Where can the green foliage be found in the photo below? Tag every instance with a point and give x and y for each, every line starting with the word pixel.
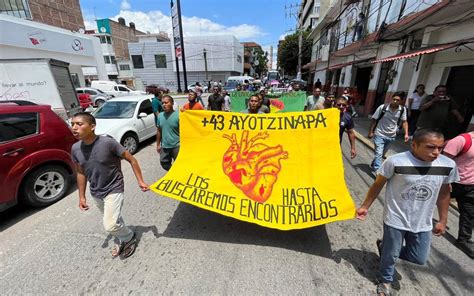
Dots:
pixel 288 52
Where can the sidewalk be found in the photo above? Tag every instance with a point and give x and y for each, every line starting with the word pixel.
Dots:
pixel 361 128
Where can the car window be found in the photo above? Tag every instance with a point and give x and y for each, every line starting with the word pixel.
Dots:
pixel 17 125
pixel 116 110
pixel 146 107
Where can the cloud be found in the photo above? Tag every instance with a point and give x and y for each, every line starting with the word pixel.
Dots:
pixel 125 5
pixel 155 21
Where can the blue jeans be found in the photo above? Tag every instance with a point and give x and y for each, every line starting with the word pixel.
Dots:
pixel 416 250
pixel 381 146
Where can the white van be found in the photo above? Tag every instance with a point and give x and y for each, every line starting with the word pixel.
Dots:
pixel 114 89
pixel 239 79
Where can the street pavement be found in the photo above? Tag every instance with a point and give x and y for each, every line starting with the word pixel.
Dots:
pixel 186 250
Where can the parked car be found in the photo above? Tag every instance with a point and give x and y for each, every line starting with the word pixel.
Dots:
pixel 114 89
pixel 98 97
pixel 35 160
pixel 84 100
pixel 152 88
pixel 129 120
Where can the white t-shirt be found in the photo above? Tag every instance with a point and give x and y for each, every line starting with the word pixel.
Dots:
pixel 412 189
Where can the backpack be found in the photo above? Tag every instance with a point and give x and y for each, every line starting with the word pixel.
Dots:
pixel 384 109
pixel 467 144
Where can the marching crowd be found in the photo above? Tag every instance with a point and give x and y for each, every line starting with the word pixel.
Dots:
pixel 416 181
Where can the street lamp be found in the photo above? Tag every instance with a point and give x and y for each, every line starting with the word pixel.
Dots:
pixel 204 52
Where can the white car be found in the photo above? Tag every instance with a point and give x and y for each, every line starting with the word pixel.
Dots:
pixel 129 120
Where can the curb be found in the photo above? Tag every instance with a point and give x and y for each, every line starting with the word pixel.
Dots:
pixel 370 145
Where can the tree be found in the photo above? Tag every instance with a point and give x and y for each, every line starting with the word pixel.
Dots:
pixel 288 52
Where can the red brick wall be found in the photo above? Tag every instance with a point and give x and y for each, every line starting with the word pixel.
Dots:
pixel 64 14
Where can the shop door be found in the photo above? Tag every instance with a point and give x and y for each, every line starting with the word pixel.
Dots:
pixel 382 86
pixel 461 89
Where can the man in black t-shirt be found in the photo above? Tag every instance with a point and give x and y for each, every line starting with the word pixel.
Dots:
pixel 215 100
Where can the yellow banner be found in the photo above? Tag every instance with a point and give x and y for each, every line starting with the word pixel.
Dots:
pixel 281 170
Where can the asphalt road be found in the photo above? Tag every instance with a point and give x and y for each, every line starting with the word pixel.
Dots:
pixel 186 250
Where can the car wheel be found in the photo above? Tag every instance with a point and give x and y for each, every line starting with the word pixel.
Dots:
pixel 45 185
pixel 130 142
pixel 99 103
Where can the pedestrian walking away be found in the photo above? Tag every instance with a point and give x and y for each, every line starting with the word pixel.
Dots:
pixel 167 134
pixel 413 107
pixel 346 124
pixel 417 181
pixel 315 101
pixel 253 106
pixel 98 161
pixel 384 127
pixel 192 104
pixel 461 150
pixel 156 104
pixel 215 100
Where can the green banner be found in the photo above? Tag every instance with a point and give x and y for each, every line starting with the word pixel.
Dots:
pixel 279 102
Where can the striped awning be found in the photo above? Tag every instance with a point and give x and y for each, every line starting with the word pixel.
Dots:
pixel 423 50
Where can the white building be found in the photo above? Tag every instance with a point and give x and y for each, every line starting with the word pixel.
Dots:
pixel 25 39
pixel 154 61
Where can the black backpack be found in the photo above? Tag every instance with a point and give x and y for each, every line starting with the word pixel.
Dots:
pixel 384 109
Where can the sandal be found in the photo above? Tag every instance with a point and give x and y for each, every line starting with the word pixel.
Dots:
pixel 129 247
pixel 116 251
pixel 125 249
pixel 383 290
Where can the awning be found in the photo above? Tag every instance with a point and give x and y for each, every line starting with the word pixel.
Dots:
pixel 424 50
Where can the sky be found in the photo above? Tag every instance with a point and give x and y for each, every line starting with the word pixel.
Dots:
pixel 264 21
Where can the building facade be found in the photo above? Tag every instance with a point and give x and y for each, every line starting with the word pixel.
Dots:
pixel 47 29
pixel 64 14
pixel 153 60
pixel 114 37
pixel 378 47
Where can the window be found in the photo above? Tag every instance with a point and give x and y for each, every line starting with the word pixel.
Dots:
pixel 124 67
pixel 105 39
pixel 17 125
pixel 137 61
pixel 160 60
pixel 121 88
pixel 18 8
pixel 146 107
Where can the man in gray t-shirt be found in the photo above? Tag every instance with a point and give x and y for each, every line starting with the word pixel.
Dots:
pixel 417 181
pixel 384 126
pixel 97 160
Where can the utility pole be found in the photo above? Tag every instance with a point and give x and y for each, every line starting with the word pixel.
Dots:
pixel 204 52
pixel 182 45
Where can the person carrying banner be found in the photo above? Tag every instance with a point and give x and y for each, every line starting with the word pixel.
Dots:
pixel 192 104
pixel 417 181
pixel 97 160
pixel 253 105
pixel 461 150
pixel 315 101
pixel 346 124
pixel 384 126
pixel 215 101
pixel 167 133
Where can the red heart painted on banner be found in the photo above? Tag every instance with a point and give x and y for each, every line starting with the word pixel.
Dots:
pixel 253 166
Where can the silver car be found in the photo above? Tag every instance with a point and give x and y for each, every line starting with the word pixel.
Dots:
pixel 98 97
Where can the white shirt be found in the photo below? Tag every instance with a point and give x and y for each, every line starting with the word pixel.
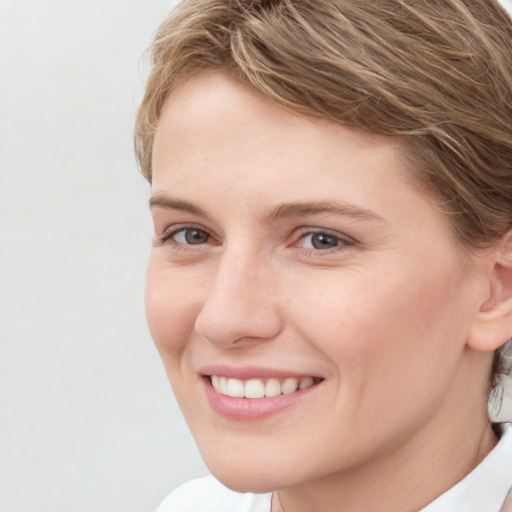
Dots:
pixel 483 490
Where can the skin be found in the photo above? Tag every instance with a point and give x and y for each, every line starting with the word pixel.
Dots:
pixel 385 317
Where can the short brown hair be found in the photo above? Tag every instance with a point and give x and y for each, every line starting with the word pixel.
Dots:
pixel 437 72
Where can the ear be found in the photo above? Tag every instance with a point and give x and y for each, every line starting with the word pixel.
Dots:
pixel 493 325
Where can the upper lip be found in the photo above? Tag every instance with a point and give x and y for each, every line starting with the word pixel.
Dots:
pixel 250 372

== == ==

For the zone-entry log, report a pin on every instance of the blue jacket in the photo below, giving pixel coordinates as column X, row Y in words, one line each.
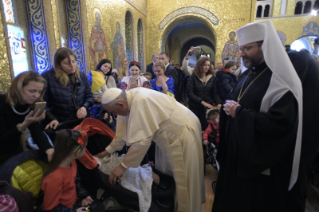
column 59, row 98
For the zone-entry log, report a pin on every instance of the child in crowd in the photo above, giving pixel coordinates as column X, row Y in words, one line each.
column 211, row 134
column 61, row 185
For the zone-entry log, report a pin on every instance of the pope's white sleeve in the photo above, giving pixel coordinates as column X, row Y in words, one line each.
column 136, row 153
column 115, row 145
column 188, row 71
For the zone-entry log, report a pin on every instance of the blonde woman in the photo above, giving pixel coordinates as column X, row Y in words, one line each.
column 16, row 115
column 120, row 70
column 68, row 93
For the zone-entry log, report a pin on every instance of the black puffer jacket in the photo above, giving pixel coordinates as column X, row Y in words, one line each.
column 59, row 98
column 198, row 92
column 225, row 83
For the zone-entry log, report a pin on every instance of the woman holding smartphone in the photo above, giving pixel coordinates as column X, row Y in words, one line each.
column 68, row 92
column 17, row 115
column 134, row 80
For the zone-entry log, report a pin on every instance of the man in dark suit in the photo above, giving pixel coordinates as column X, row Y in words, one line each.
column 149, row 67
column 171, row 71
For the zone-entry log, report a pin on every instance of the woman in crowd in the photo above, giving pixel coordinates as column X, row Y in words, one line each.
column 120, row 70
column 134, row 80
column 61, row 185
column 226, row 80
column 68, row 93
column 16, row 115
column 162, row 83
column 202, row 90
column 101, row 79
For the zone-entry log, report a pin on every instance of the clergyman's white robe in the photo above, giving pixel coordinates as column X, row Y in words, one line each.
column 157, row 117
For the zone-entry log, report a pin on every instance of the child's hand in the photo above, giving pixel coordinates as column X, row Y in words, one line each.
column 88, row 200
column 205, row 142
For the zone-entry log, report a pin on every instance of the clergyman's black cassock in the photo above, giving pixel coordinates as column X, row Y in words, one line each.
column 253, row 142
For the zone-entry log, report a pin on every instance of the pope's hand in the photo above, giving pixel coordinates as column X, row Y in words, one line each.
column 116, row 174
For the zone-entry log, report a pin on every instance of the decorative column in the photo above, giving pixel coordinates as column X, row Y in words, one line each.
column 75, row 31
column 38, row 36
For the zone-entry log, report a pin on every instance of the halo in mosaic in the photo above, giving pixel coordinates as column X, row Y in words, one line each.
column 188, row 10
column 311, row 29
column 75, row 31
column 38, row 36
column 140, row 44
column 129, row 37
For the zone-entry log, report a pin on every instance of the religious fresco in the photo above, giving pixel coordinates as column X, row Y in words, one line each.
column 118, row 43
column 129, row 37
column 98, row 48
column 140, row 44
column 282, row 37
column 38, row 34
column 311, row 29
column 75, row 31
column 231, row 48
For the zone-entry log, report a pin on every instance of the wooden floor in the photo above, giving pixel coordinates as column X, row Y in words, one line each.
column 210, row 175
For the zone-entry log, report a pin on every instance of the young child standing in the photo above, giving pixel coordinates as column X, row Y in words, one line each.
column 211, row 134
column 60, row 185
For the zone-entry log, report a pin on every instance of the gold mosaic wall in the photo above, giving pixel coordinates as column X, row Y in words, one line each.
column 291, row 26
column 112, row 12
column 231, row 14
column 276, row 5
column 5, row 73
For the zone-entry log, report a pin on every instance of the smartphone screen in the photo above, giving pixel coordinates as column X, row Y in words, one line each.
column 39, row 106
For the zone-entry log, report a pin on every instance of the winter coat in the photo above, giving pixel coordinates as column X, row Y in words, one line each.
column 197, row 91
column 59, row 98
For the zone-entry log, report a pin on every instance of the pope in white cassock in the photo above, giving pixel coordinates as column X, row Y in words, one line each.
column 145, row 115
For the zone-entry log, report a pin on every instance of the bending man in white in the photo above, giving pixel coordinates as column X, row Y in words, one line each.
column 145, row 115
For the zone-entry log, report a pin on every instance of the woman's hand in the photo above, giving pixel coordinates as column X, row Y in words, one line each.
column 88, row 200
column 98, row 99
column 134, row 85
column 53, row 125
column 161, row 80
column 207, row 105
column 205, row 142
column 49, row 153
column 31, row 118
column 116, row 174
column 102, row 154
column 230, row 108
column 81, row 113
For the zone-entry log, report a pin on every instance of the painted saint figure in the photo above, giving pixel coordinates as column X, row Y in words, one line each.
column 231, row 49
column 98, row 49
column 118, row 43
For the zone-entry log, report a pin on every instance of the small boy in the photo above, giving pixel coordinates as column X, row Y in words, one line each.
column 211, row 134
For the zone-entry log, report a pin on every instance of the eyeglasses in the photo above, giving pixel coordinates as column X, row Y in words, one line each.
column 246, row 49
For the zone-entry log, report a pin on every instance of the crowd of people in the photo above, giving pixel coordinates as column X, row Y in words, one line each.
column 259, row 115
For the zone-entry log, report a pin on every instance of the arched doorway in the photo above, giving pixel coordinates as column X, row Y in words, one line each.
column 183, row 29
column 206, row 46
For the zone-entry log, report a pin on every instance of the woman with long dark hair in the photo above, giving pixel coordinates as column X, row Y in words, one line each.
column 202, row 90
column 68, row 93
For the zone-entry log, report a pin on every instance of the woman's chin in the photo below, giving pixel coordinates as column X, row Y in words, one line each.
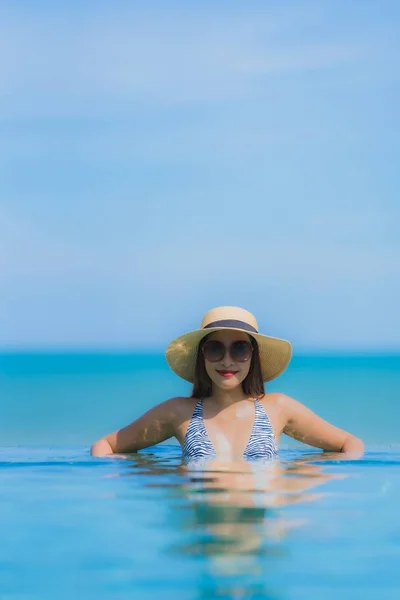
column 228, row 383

== == ==

Instructions to follow
Give the listing lines as a numbered list, starting at the line containing "of the blue" and ending at the line containing "column 225, row 83", with blank lines and pictures left out.

Solution for this task
1. For the zone-entry log, report a pin on every instance of the blue jacket in the photo below, giving pixel coordinates as column X, row Y in words, one line each.
2. column 59, row 98
3. For the zone-entry log, report a pin on every instance of the child in crowd in the photo above, giving pixel coordinates as column X, row Y in words, one line each.
4. column 211, row 134
5. column 61, row 185
6. For the zone-entry log, report a pin on every instance of the pope's white sleeve in the photo above, giving pixel coordinates as column X, row Y in words, one line each.
7. column 136, row 153
8. column 115, row 145
9. column 188, row 71
10. For the zone-entry log, report a pin on every instance of the blonde woman in the photo above, giving pixel coordinates as column X, row Y in words, one line each.
11. column 16, row 115
12. column 120, row 70
13. column 68, row 93
14. For the zone-entry log, report a pin on every instance of the black puffer jacket in the photo above, giving pixel coordinates as column X, row Y in words, one line each.
15. column 59, row 98
16. column 198, row 92
17. column 225, row 83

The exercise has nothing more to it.